(Set task 1) In the forum thread below about trash talk between Gators and Dawgs fans, translate this sentence into Spanish: "They take a shot back and they drop it if we drop it."
(Set task 2) List every phrase set inside double quotation marks in the forum thread below.

(Selected passage)
☆ ☆ ☆

How is that not, not being able to take it?  Why does it matter if I think that about Tebow's potential as a pro?  The other Gators, Sleeze for example, will come right back at me or any other Dawg if we fire a shot at UF.  We expect that.  The difference is, they don't just beat it to death and go and on and on about it.  They don't quote all of our posts and make cracks about everything that we say.  That's the difference.  They don't act like they have to exact some kind of personal revenge for something said in the spirit of good natured trash talk.  They take a shot back and they drop it if we drop it.

You on the other hand have had a history of not being willing to let anything go.  To me that sounds like somebody that can't take it nearly as well as he claims.  You speak of trying to talk sports.  I have seen several posts where you did make comments that were just good general contributions.  The problem is, they are always at the end of a looooong post where you've gone for several sentences blasting somebody.  It really doesn't mean too much for you to do something like say "Good luck next year." when the other eight sentences were sarcastic cracks.  Sorry but that's like yelling, "Have a nice day." after you run somebody off in the ditch.  

Like I said, you shouldn't be expected to quietly endure personal attacks.  But the guy who made the offending post has been banned.  What more do you want?  If your aim is to teach everybody a lesson that's a bad idea.  Pretty much everybody has just started tuning you out because they pretty much know what your posts are gonna be like.  As I said before, I'm sure that you'll probably just misconstrue this as another "personal attack" and respond guns blazing and dripping with sarcasm.  If so, I won't exactly be surprised but I thought I would give it one last shot.


----------



## kevina (Feb 19, 2009)

kevina said:


> Good post sleeze.
> I will be the bigger man (i usually am) and leave the smack to the smack thread. But I will not come on here and not defend myself. We will see how long this will last. Now if  we can get everyone to take the advice that you have posted, we may be able to talk sports once again.
> 1,2,3, go.





greene_dawg said:


>



Dawg, does this mean you are in? If so that is 2. Anymore takers before the cracks start slinging


----------



## greene_dawg (Feb 19, 2009)

kevina said:


> Dawg, does this mean you are in? If so that is 2. Anymore takers before the cracks start slinging



I'm all in. You'll rarely see me cast the first stone. Don't get me wrong, even legit threads are open to a little good natured ribbing now and again. We all do it, but it's got to be kept in context and not turned into a perpetual peeing match...

☆ ☆ ☆

(Given data)

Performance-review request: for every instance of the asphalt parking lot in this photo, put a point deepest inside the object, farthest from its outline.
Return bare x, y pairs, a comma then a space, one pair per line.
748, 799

☆ ☆ ☆

(Answer 1) Devuelven el golpe y lo dejan si nosotros lo dejamos.

(Answer 2)
- Good luck next year.
- Have a nice day.
- personal attack